Brief
Rewrite all the entries below, changing "single point" to "dot" everywhere it occurs and leaving every other word as it is.

Entries provided
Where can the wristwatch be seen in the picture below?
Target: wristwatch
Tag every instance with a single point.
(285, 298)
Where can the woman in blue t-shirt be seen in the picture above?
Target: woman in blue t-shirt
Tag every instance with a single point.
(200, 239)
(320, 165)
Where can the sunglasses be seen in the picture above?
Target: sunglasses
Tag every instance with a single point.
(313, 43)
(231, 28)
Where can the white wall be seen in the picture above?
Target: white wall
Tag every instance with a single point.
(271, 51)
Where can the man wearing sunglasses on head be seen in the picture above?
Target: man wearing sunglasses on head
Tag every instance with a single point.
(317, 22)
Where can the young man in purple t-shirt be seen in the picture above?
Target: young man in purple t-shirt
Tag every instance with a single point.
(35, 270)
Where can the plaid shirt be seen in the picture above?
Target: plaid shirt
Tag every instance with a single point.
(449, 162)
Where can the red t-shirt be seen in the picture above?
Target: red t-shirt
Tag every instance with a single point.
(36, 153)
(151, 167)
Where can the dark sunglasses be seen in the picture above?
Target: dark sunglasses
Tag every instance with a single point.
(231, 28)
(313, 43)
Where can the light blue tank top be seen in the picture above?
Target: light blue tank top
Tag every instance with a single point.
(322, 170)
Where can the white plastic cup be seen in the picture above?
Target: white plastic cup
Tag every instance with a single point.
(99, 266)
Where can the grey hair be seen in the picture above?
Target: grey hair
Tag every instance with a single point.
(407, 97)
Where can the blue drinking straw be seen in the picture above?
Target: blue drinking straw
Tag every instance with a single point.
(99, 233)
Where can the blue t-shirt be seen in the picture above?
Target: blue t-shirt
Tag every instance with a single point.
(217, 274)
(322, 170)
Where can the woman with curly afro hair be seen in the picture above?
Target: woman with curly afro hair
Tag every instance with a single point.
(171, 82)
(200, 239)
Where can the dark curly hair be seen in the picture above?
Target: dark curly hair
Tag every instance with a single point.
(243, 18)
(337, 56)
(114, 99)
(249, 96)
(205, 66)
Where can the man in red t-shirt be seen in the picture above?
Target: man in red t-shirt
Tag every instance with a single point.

Result below
Where can the wristwatch be seen in the picture below?
Target: wristwatch
Tag every instance with a dot.
(285, 298)
Where can the woman in blue t-shirt be seen in the picture above?
Target: woman in blue t-shirt
Tag every instance with a dot.
(200, 239)
(320, 165)
Where can the sunglasses be seen in the picture above?
Target: sunglasses
Tag every instance with a dot.
(313, 43)
(231, 28)
Where can the white wall be seen in the picture above?
Target: white wall
Tag every instance with a dot.
(271, 51)
Where can the man wearing sunglasses on head be seen in the picture above?
Target: man wearing sunglasses on head
Tag every instance with a dot.
(317, 22)
Where can the young man in purple t-shirt be seen in the picture above?
Target: young man in purple t-shirt
Tag every instance with a dot.
(35, 270)
Where can the plaid shirt be seen in the picture above?
Target: plaid shirt
Tag every instance with a dot.
(449, 162)
Where can the red t-shirt be seen in the picture above?
Target: red t-shirt
Tag every instance with a dot.
(36, 153)
(151, 167)
Where can the dark sunglasses be seen in the picture above?
Target: dark sunglasses
Tag every instance with a dot.
(231, 28)
(313, 43)
Where can the light blue tank top be seen in the picture above?
Target: light blue tank top
Tag every instance with a dot.
(322, 170)
Where can the white plastic cup be seen in the picture above?
Target: white plastic cup
Tag every instance with a dot.
(99, 266)
Where can the grey hair be seen in the picture above?
Target: grey hair
Tag every instance with a dot.
(407, 97)
Where can the blue drinking straw be seen in the picture above?
Target: blue drinking straw
Tag every instance with a dot.
(99, 233)
Where can the blue t-shirt be seen in the picture above?
Target: blue t-shirt
Tag every instance with a dot.
(217, 274)
(322, 170)
Where can the woman with curly afro hair be seen in the picture above?
Target: woman with curly afro hair
Tag every instance with a dot.
(171, 82)
(200, 239)
Where can the dark curly hair be seen in the picture above?
Target: dark curly hair
Tag every instance with a dot.
(243, 18)
(337, 56)
(114, 99)
(249, 96)
(205, 66)
Where can the man in red t-shirt be seen in the picture above?
Target: man in red t-shirt
Tag every instance with a dot.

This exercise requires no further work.